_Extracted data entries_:

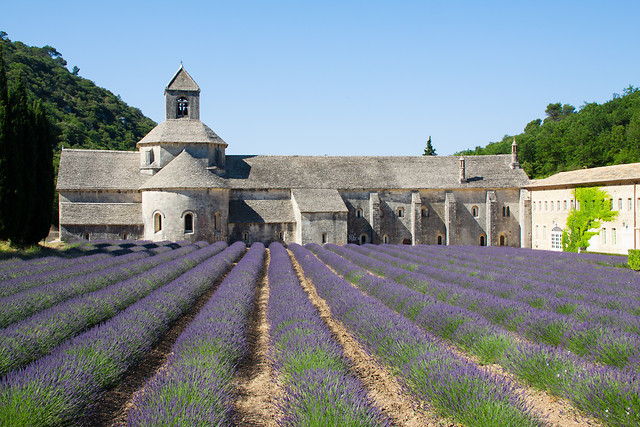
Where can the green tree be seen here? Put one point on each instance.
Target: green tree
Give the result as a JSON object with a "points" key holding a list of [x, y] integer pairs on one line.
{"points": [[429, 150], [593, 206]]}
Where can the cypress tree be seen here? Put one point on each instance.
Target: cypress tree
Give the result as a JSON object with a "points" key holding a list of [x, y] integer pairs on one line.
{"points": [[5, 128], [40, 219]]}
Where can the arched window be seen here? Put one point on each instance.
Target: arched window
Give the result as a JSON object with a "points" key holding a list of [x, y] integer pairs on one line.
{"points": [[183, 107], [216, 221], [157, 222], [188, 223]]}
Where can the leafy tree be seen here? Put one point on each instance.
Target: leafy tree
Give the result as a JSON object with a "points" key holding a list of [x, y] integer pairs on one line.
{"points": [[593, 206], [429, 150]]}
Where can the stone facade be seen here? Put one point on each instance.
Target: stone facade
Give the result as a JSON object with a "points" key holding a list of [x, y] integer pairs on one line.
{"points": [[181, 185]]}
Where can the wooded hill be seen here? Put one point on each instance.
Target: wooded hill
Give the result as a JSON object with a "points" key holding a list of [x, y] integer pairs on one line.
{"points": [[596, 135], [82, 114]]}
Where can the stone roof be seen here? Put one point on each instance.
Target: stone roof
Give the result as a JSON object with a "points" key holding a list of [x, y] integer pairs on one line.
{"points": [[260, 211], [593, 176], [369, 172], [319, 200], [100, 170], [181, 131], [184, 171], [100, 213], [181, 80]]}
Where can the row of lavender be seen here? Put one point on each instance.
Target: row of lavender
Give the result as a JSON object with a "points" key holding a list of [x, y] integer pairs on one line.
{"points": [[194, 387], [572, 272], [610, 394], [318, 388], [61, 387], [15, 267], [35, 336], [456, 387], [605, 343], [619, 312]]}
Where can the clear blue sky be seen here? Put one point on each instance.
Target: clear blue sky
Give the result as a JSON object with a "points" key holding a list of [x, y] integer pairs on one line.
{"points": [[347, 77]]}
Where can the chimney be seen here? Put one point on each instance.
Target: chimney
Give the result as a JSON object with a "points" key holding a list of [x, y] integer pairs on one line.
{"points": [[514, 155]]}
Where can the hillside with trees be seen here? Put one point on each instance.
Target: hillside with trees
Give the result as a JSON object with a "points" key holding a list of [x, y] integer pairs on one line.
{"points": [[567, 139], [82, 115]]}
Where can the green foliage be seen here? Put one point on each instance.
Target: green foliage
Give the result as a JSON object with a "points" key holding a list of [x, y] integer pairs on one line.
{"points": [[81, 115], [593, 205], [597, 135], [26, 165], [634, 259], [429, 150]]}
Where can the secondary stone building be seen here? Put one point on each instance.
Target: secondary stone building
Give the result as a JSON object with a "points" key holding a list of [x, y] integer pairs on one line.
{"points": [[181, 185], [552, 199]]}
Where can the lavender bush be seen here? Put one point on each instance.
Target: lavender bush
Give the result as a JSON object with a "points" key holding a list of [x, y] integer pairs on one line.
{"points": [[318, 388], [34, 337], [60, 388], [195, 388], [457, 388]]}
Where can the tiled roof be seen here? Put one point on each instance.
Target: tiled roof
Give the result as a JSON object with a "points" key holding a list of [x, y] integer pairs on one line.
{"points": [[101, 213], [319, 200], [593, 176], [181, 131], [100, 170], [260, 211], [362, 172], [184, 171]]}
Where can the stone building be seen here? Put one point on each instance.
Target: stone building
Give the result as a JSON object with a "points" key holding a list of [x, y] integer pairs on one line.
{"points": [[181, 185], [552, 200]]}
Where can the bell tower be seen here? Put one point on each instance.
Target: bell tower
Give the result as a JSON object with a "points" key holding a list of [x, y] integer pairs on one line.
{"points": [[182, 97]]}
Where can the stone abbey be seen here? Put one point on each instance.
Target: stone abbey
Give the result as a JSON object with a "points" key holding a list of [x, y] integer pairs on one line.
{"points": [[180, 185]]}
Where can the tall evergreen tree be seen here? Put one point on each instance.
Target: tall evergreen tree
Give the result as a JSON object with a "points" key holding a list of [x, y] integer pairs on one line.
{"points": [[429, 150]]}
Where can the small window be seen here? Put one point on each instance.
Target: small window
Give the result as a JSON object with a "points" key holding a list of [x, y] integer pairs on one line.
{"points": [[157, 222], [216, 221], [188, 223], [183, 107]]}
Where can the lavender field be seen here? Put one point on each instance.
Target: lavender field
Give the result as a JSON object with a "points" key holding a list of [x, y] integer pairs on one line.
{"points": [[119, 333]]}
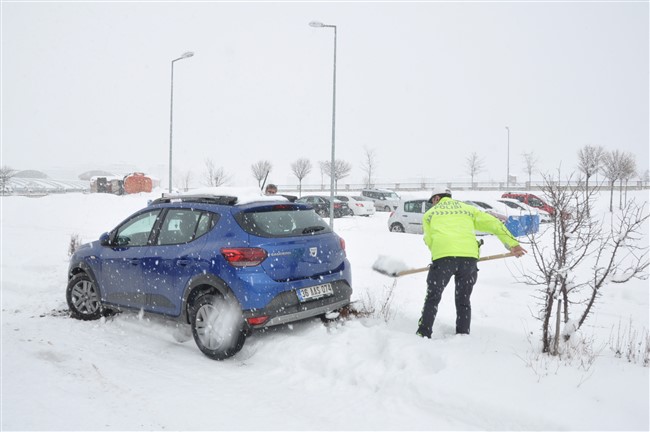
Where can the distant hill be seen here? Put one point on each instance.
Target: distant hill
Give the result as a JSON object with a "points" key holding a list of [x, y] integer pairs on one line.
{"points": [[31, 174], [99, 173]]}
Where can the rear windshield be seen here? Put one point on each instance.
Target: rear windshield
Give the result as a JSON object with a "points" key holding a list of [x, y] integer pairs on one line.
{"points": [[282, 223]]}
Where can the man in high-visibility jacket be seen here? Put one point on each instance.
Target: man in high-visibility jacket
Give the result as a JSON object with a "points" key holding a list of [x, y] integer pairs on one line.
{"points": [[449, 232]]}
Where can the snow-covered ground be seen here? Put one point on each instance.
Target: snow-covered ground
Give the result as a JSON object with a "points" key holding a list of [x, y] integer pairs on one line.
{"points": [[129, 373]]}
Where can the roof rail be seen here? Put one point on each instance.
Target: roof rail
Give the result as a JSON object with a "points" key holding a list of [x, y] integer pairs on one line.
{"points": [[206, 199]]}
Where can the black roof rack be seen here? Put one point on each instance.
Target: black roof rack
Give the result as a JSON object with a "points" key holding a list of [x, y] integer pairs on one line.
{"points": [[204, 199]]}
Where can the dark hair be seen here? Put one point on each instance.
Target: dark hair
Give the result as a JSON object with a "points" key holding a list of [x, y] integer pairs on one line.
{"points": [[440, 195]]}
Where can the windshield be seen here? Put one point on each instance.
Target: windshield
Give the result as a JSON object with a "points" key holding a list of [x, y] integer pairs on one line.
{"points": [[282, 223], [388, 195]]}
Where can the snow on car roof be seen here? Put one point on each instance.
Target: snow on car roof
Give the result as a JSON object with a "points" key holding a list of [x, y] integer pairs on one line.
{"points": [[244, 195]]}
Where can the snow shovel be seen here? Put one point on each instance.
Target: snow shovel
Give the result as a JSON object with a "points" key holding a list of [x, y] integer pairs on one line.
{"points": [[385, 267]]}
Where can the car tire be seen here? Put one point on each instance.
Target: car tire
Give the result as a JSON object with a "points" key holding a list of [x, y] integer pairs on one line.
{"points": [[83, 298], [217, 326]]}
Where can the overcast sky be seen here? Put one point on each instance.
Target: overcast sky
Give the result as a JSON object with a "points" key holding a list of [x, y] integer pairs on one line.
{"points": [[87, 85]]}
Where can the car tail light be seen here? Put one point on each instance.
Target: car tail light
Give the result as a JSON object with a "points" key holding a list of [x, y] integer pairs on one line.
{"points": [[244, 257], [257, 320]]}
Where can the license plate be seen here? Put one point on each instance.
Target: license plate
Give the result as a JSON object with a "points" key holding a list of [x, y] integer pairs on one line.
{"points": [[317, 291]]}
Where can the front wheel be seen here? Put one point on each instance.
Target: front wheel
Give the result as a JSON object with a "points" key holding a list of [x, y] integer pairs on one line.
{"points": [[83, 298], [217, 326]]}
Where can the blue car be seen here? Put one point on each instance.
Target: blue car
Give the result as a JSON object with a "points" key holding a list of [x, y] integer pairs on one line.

_Task to complete_:
All of the records above are to be written out exactly, minus their images.

_Answer box_:
Where can the green tree be seen here? Put one point on each instance.
Target: green tree
Give the result as a JSON object with a "points" key holding a list of [x, y] integer pairs on one line.
{"points": [[429, 150], [593, 206]]}
Where can the cypress tree be seen here? Put one point on each instance.
Target: cypress tree
Give the result as a JSON object with a "points" key holding a list of [x, y] integer pairs on one line.
{"points": [[5, 128], [40, 219]]}
Where can the arched window be seen here? Put one point on each instance.
Target: arched window
Give the result as a JSON object with a "points" key holding a list of [x, y] integer pairs on one line.
{"points": [[183, 107], [216, 221], [157, 222], [188, 223]]}
Where can the leafy tree be seen here? Put one point on each instance.
Target: leafy tree
Give the result as a JSON object with a "points" key holding a list of [x, y] integer pairs on one line.
{"points": [[593, 206], [429, 150]]}
Where can the stone facade be seen here? Put one point on each instance.
Target: stone facade
Give the result as a JSON object with a "points" key holding a list of [x, y] integer pairs on one line.
{"points": [[181, 185]]}
Where can the wooded hill be seen here? Put one point on each instance.
Target: wooded hill
Give the result as a JSON object with a "points" key holding a list of [x, y] integer pairs on one line.
{"points": [[596, 135], [82, 114]]}
Where can the stone roof be seen here? Put one point on each instance.
Target: stone roof
Give the result as a JSON object with a "points" key holding a list of [x, y] integer pairs on one line.
{"points": [[260, 211], [593, 176], [369, 172], [319, 200], [100, 170], [181, 131], [184, 171], [100, 213], [181, 80]]}
Where can the row of lavender be seen here? Put one point on each instance.
Target: row of lavender
Give the result as a JSON object with a "points" key holding a list of [x, y] integer pairs on one line.
{"points": [[194, 387], [572, 272], [610, 394], [318, 388], [61, 387], [15, 267], [35, 336], [456, 387], [605, 343], [619, 312]]}
Where can the clear blue sky be seen here? Put one point on each instance.
Target: clear blue sky
Give the result as a JSON object with a "points" key holding a list of [x, y] integer pairs on one line.
{"points": [[347, 77]]}
Where can the chimney be seen here? Put one point on each instance.
Target: chimney
Give the result as a JSON object with a "points" key holding a list of [x, y] integer pairs on one line.
{"points": [[514, 155]]}
Where can the hillside with trees be seen here? Put one point on each instance.
Target: hillside with trees
Give the result as a JSON object with a "points" key holding a list of [x, y] integer pairs on one line.
{"points": [[567, 139], [82, 115]]}
Where can the green foliage be seen here? Put one point on each instance.
Target: green foliage
Give the result as a JSON object with a "points" key holding a list of [x, y] integer pairs on one line.
{"points": [[81, 115], [593, 205], [597, 135], [26, 165], [634, 259], [429, 150]]}
Where can the secondary stone building be seen here? Put one point on each instance.
Target: secondary stone building
Give the result as a JSON object with a "points" key holding a list of [x, y] integer pairs on one line.
{"points": [[181, 185], [552, 199]]}
Where can the lavender bush be seen here? Put one point on each instance.
Target: lavender bush
Give the result as a JSON object with a "points" key holding a list of [x, y] integer pairs on one line.
{"points": [[318, 388], [34, 337], [60, 388], [195, 388], [457, 388]]}
Where can the tiled roof be seen here? Put one point on each instance.
Target: tiled roof
Give the result as a JSON object with a "points" key holding a list of [x, y] integer pairs on one line.
{"points": [[101, 213], [319, 200], [593, 176], [181, 131], [100, 170], [260, 211], [362, 172], [184, 171]]}
Where can the stone building be seen here? Put one point on each instance.
Target: stone building
Give the result as a JSON object with a "points" key holding a list of [x, y] integer pairs on one line.
{"points": [[181, 185], [552, 200]]}
Where can the bell tower be seen here? Put one point on each instance.
Target: bell tower
Give the result as a JSON object with a "points" key holding a list of [x, y] integer pairs on one line.
{"points": [[182, 97]]}
Where can the stone abbey be seen here? Put one point on each instance.
Target: stone abbey
Give the result as a JSON object with a "points" key holding a list of [x, y] integer pairs on one line.
{"points": [[180, 185]]}
Where can the tall evergreen tree be seen here? Put one point on each instance.
Target: tall evergreen tree
Give the result as a JSON object with a "points" key holding a list of [x, y] integer pairs on one line.
{"points": [[429, 150]]}
Where can the small window be seen here? Put one point on each instance.
Target: small window
Give the result as a JSON object with a "points" key holding a list of [x, y] integer pairs on one line.
{"points": [[157, 222], [216, 221], [188, 223], [183, 107]]}
Where can the lavender field be seen here? Put one point on each instance.
Target: lavender field
Give the result as a JSON object with a "points" key holding a list of [x, y] integer pairs on one line.
{"points": [[119, 333]]}
Where can the distant hill be seen here? Put one point on each instance.
Target: distant hill
Give the result as a JSON object with a "points" key holding a list of [x, y] integer pairs on one line.
{"points": [[31, 174], [99, 173]]}
Where can the rear windshield be seen here? Put one point on each instance.
Target: rear windshield
Give the result as a JSON object with a "points" key holding a list of [x, y] integer pairs on one line.
{"points": [[282, 223]]}
Where can the man in high-visibility jacket be seen here? Put one point on each instance.
Target: man in high-visibility jacket
Give the result as a JSON object with a "points" key holding a list of [x, y] integer pairs on one line.
{"points": [[449, 232]]}
Where can the snow-covered ground be seen here? Put one point on each instance.
Target: snow-covered ground
Give the result as a JSON object with a "points" key holding a list of [x, y] integer pairs on one line.
{"points": [[129, 373]]}
Where can the roof rail be seen here? Put one point on each instance.
Target: roof rail
Give the result as a JSON object with a "points" key holding a list of [x, y] integer pairs on one line.
{"points": [[206, 199]]}
Where can the black roof rack be seen here? Put one point on each instance.
Target: black roof rack
Give the result as a JSON object with a "points" key holding a list of [x, y] integer pairs on one line.
{"points": [[204, 199]]}
Where can the dark hair be seen here? Put one point on each instance.
Target: dark hair
Give the result as a JSON object with a "points" key holding a list of [x, y] integer pairs on one line.
{"points": [[440, 195]]}
Where can the windshield be seen here? Put one point on each instance.
Target: windshield
Give the result as a JSON object with a "points" key holding a list of [x, y] integer pairs on one line.
{"points": [[282, 223], [388, 195]]}
Where can the snow on car roof be seen here? Put one point on each instance.
Target: snow on car roof
Give the result as a JSON object with a "points" key holding a list of [x, y] integer pairs on one line.
{"points": [[244, 195]]}
Where can the snow shovel be seen here? Put one point on each instance.
Target: snow shovel
Give the result as a JSON object with a "points" key holding a list of [x, y] integer pairs on one line.
{"points": [[385, 267]]}
Where can the car tire be seen here? Put one point on each instance.
Target: car tire
Give the result as a JSON object with a "points" key holding a list of [x, y] integer pairs on one line.
{"points": [[83, 298], [217, 326]]}
Where can the overcast sky be seen here? Put one point on each instance.
Target: overcast sky
Give the result as a JSON object with a "points" key holding a list of [x, y] integer pairs on one line.
{"points": [[87, 85]]}
Where can the car tail light be seen here? Put one point on each instance.
Target: car tail light
Give the result as a JSON object with a "points" key holding a list of [x, y] integer pairs on one line.
{"points": [[244, 257], [257, 320]]}
Where can the license plate be seen here? Put one point on each instance.
Target: license plate
Give the result as a JSON object with a "points" key holding a list of [x, y] integer pairs on one line.
{"points": [[317, 291]]}
Where can the front wheel be seen here? Put one point on each instance.
Target: front wheel
Give the result as a JSON object with a "points" key holding a list of [x, y] integer pairs on one line.
{"points": [[83, 298], [217, 326]]}
Where can the blue car be seen here? Put one point on each instance.
Target: blue car
Give the result as a JSON object with a "points" key holding a list of [x, y] integer pairs on one line.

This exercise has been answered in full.